What you have to do: Copy the following lines exactly as they appear, but leave out the pictures.

Data provided:
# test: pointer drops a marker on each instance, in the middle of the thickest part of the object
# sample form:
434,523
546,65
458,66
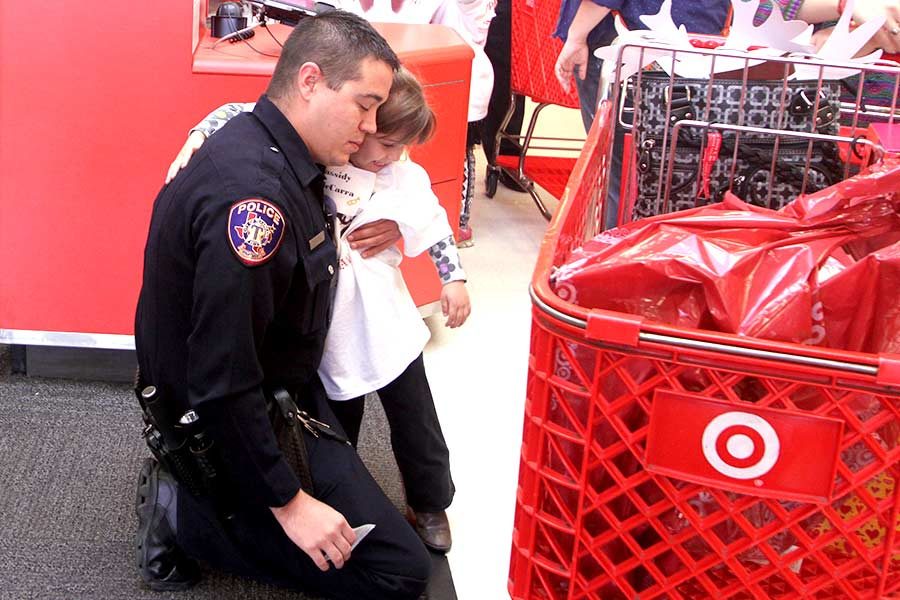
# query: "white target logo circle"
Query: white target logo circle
741,445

Result of the exercise:
# test: pointer drops a marker on each instance, in the middle of the thickest part of the object
# sample form:
434,523
546,65
458,66
# query: "white target logo circle"
Query: white target logo circle
741,445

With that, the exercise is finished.